§ WHAT IS EXPECTED: Convert the records from the line with "Trace the outline of every instance of the <item>ceiling</item>." through the end of the records into a two-column CSV with the headers input and output. Give one row per record, with its text and its answer each in a single quoted field and line breaks replaced by spaces.

------------------------------------------------

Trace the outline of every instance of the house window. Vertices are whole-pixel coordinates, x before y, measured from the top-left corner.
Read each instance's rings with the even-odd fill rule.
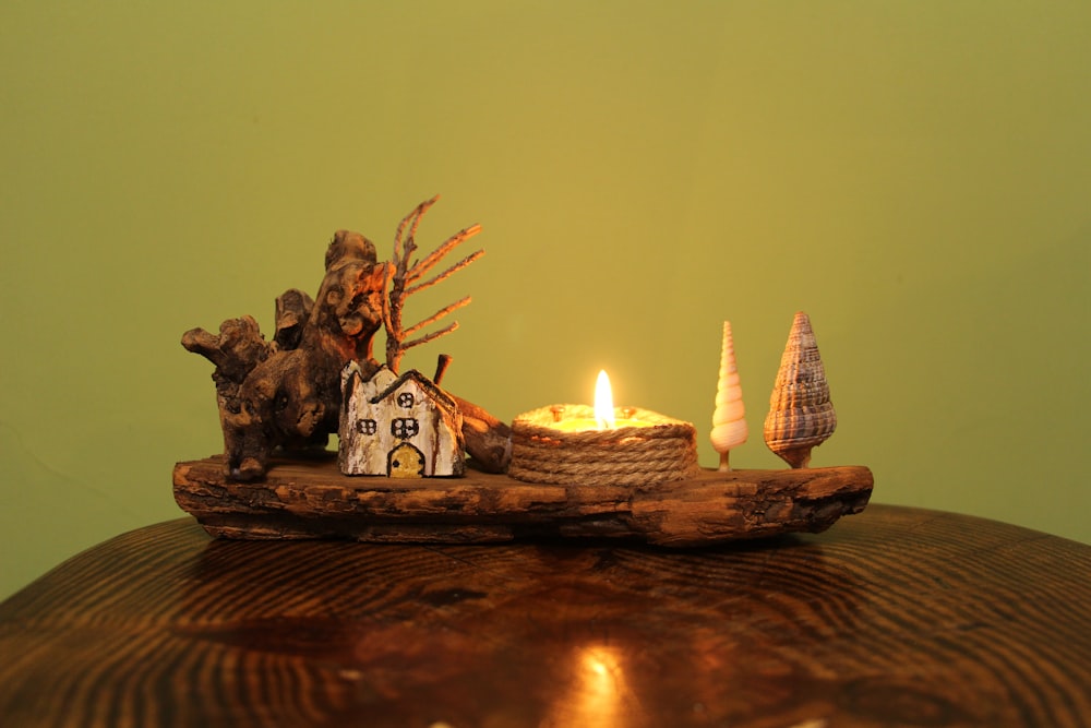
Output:
[[[395,417],[391,421],[391,433],[399,440],[408,440],[420,432],[420,422],[416,417]]]

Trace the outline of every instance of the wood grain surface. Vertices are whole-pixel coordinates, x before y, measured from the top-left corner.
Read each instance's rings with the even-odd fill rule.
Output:
[[[672,547],[817,533],[859,513],[866,467],[704,470],[647,486],[341,475],[329,458],[275,461],[264,480],[226,479],[223,456],[178,463],[175,500],[214,536],[468,544],[515,538],[631,538]]]
[[[0,725],[1087,726],[1091,547],[872,505],[820,535],[119,536],[0,605]]]

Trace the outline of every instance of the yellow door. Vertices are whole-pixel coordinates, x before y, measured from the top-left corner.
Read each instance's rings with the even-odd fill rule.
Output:
[[[386,475],[392,478],[423,478],[424,453],[403,442],[386,455]]]

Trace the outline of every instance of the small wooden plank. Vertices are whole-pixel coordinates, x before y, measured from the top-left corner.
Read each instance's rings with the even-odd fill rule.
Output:
[[[175,500],[213,536],[373,542],[495,542],[520,537],[635,538],[705,546],[818,533],[867,505],[863,466],[703,470],[638,488],[460,478],[341,475],[333,457],[274,461],[265,480],[235,482],[223,456],[178,463]]]

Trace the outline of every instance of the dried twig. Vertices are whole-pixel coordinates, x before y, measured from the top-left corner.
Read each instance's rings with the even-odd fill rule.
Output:
[[[429,271],[435,267],[435,265],[443,260],[447,253],[481,231],[480,225],[471,225],[470,227],[459,230],[444,240],[443,243],[425,255],[422,260],[410,263],[410,258],[412,256],[413,251],[417,250],[416,236],[417,228],[420,226],[421,217],[423,217],[424,213],[428,212],[428,210],[435,204],[439,199],[439,195],[436,195],[431,200],[425,200],[417,205],[413,211],[410,212],[400,224],[398,224],[397,230],[394,234],[394,255],[386,276],[386,288],[389,293],[383,300],[383,325],[386,327],[386,366],[394,371],[398,370],[401,356],[406,353],[406,350],[415,346],[420,346],[421,344],[427,344],[439,338],[440,336],[449,334],[458,327],[458,322],[456,321],[443,329],[440,329],[439,331],[425,334],[424,336],[406,341],[410,335],[419,332],[424,326],[429,326],[440,321],[452,311],[460,309],[470,302],[470,297],[467,296],[440,309],[429,318],[411,326],[405,327],[401,322],[401,309],[405,306],[406,298],[420,290],[430,288],[441,281],[445,281],[484,254],[483,250],[478,250],[432,278],[417,283],[424,277]],[[407,229],[408,235],[406,234]]]

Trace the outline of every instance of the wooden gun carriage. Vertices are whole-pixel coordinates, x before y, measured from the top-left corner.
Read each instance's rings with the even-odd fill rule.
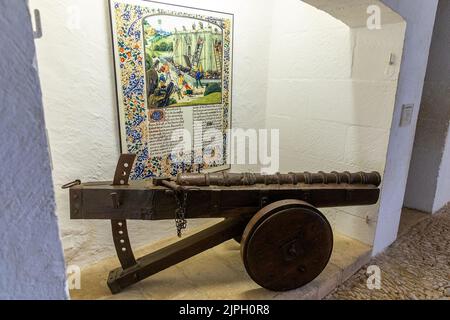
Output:
[[[122,155],[114,181],[70,188],[71,219],[111,220],[121,267],[110,272],[112,293],[230,239],[241,243],[250,277],[274,291],[299,288],[329,262],[333,233],[320,207],[375,204],[380,174],[289,173],[260,175],[180,174],[131,181],[134,155]],[[178,235],[186,219],[224,218],[212,227],[136,259],[127,220],[175,219]]]

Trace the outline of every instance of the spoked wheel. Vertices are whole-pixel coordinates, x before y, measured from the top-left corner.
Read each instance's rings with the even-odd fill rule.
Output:
[[[261,209],[248,223],[241,255],[250,277],[272,291],[299,288],[328,264],[333,232],[310,204],[283,200]]]

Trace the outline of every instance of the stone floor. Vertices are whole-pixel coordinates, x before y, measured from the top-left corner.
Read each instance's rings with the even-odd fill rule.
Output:
[[[398,240],[368,265],[381,269],[381,288],[367,288],[363,267],[327,299],[450,300],[450,206],[434,216],[405,209]]]
[[[192,230],[191,232],[195,232]],[[137,256],[176,241],[163,240],[136,252]],[[118,266],[116,258],[101,261],[82,270],[81,290],[70,292],[72,299],[321,299],[370,260],[371,247],[335,235],[331,263],[313,282],[284,293],[262,289],[247,275],[239,244],[228,241],[159,274],[118,295],[107,286],[108,272]]]

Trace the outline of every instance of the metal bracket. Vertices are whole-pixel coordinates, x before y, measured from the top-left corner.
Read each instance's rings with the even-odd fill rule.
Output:
[[[131,168],[133,167],[136,155],[123,154],[117,164],[114,175],[113,185],[126,186],[130,179]],[[112,204],[115,209],[120,207],[119,195],[111,194]],[[111,220],[114,246],[116,247],[117,257],[119,258],[122,269],[126,270],[136,265],[136,258],[131,248],[130,238],[128,237],[126,220]]]

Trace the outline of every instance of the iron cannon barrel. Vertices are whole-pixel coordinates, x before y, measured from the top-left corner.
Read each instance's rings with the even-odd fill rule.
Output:
[[[249,186],[256,184],[285,185],[285,184],[350,184],[373,185],[381,184],[378,172],[330,172],[317,173],[290,172],[287,174],[263,175],[259,173],[183,173],[177,176],[176,182],[180,186]]]

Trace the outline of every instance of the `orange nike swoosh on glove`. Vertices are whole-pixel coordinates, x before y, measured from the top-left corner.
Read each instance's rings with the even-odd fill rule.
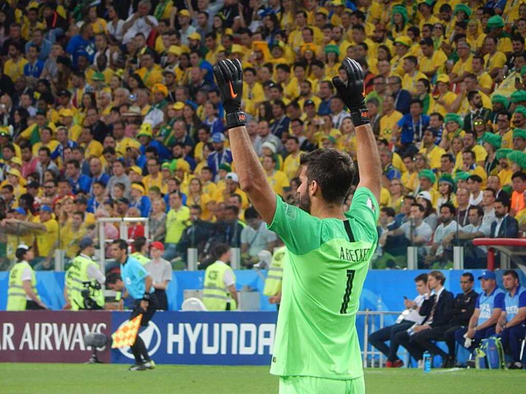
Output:
[[[228,81],[228,84],[230,87],[230,95],[232,96],[232,98],[236,98],[237,97],[237,94],[234,92],[234,87],[232,86],[232,82]]]

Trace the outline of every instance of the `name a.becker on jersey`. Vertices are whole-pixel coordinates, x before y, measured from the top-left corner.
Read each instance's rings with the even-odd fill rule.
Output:
[[[342,246],[340,248],[340,258],[353,263],[361,263],[367,260],[370,250],[370,247],[348,249]]]

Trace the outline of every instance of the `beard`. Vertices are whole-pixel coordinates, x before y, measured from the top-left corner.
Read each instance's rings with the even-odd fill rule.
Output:
[[[307,213],[310,213],[310,196],[308,193],[299,194],[298,196],[298,206]]]

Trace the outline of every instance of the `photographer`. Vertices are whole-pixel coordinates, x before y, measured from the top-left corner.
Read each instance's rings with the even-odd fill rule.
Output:
[[[72,310],[102,309],[104,293],[100,285],[104,284],[106,278],[91,258],[95,251],[93,240],[83,238],[78,246],[80,253],[66,272],[64,308]]]

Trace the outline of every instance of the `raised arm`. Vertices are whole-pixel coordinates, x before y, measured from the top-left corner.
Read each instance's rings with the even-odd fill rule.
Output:
[[[365,78],[361,66],[348,57],[342,63],[347,75],[347,80],[340,77],[332,78],[332,83],[338,95],[351,111],[351,117],[356,132],[356,155],[360,174],[358,187],[369,189],[380,201],[381,189],[382,167],[380,154],[372,129],[369,124],[369,110],[365,105]]]
[[[243,93],[241,63],[237,59],[220,60],[214,66],[214,72],[226,114],[230,149],[239,184],[263,220],[270,224],[276,211],[276,193],[267,182],[245,127],[247,118],[241,109]]]

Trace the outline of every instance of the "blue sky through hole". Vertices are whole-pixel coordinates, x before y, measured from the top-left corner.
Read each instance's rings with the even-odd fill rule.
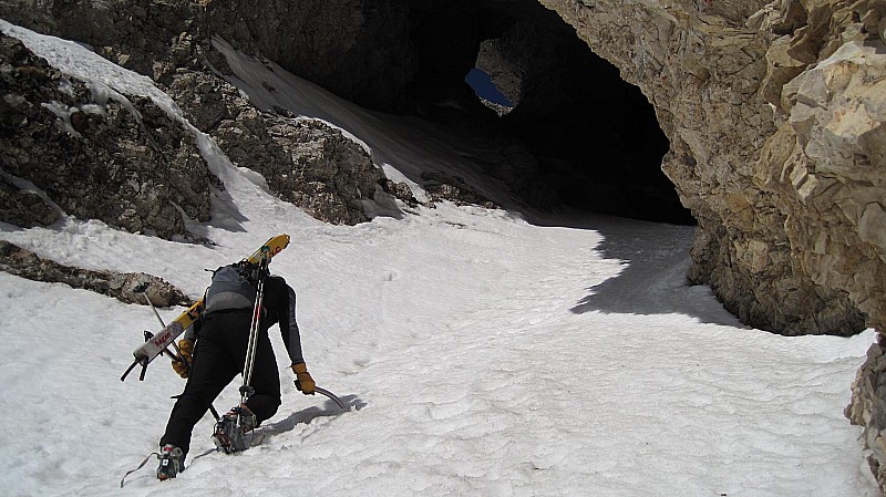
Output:
[[[492,82],[492,76],[480,69],[472,69],[464,76],[464,82],[474,90],[474,93],[476,93],[477,96],[499,105],[505,105],[507,107],[514,106],[514,104],[512,104],[511,101],[508,101],[507,97],[503,95],[497,87],[495,87],[495,84]]]

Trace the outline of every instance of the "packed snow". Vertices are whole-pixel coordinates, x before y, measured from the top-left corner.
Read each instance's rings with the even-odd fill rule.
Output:
[[[66,73],[181,116],[150,80],[79,44],[0,28]],[[395,134],[409,126],[217,43],[257,104],[342,127],[389,176],[462,167],[444,141]],[[207,414],[178,478],[158,482],[150,457],[121,489],[157,449],[184,384],[164,358],[144,382],[120,381],[156,318],[0,272],[3,495],[876,495],[862,429],[843,416],[873,330],[785,338],[740,324],[710,289],[686,286],[693,228],[450,204],[329,226],[189,128],[229,195],[212,222],[190,224],[214,246],[70,217],[0,224],[0,239],[66,265],[150,272],[197,298],[204,269],[289,234],[271,270],[298,292],[310,372],[347,410],[296,391],[274,328],[284,404],[257,445],[214,451]],[[238,402],[237,386],[216,408]]]

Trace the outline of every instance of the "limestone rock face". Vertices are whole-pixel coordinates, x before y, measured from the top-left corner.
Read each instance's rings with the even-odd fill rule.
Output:
[[[209,218],[193,135],[148,99],[69,79],[6,35],[0,82],[4,221],[47,225],[61,211],[173,238],[187,236],[183,215]]]
[[[653,103],[690,281],[784,334],[883,325],[877,2],[543,3]]]
[[[653,102],[691,281],[759,328],[886,331],[886,4],[542,1]],[[885,344],[846,410],[882,489]]]
[[[30,250],[0,240],[0,270],[34,281],[65,283],[92,290],[121,302],[156,307],[190,306],[190,299],[169,282],[144,272],[93,271],[41,259]],[[146,286],[146,287],[145,287]]]

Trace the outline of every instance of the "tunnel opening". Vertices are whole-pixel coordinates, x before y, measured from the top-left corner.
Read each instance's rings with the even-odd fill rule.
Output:
[[[495,111],[499,116],[514,108],[514,103],[498,90],[498,86],[495,85],[492,76],[486,71],[474,68],[464,76],[464,82],[471,86],[471,90],[474,91],[474,94],[484,105]]]
[[[655,108],[617,68],[537,1],[456,3],[413,7],[419,63],[409,110],[455,126],[470,121],[473,130],[482,122],[519,141],[535,161],[523,184],[553,191],[555,204],[694,224],[661,170],[670,144]],[[485,97],[492,90],[511,105]]]

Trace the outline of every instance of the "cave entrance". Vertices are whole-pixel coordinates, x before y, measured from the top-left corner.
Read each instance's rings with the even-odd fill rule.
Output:
[[[418,2],[410,25],[418,63],[408,94],[419,115],[480,128],[495,105],[476,85],[494,87],[512,104],[496,110],[494,133],[535,163],[522,185],[546,185],[555,203],[583,210],[694,222],[661,170],[670,144],[655,108],[556,12],[536,0]],[[521,195],[532,204],[537,193]]]

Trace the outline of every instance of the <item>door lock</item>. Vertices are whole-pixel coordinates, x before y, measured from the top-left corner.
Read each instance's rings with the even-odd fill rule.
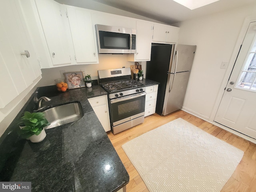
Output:
[[[228,92],[230,92],[232,90],[232,89],[230,89],[230,88],[228,88],[227,89],[227,91]]]

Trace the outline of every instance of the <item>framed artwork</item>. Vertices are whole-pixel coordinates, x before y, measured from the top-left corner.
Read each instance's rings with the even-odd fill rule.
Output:
[[[69,89],[85,87],[82,72],[65,73],[64,74]]]

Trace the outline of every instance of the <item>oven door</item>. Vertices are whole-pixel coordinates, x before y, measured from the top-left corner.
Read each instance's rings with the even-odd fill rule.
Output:
[[[113,126],[130,120],[145,114],[145,92],[110,100]]]

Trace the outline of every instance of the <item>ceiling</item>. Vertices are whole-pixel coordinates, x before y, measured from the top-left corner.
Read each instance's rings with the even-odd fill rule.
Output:
[[[79,6],[84,8],[88,6],[88,0],[55,0],[69,5],[76,6],[79,4]],[[220,0],[191,10],[172,0],[92,0],[91,1],[170,24],[250,4],[256,4],[255,0]],[[94,10],[96,10],[97,8],[94,8]]]

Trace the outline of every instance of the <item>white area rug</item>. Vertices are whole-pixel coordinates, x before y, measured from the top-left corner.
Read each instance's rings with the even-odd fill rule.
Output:
[[[122,148],[152,192],[219,192],[241,150],[179,118]]]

------------------------------------------------

§ SOLUTION TO THE EXERCISE:
input,output
"Trace the outline of every instance of the <item>ceiling</item>. Vertices are whole-pixel coordinates, x before y, measured from the top-left corner. Read each instance's rings with the even-odd fill rule. Output:","[[[79,6],[84,8],[88,6],[88,0],[55,0],[69,5],[76,6],[79,4]],[[220,0],[191,10],[172,0],[92,0],[91,1],[170,24],[250,4],[256,4],[255,0]],[[94,10],[96,10],[97,8],[94,8]]]"
"Trace the outline of every instance of the <item>white area rug</item>. Vertices are whole-pixel coordinates, x before y, measured from the top-left corner. Read each instance's rings with the even-odd fill rule. Output:","[[[122,148],[152,192],[219,192],[241,150],[179,118]]]"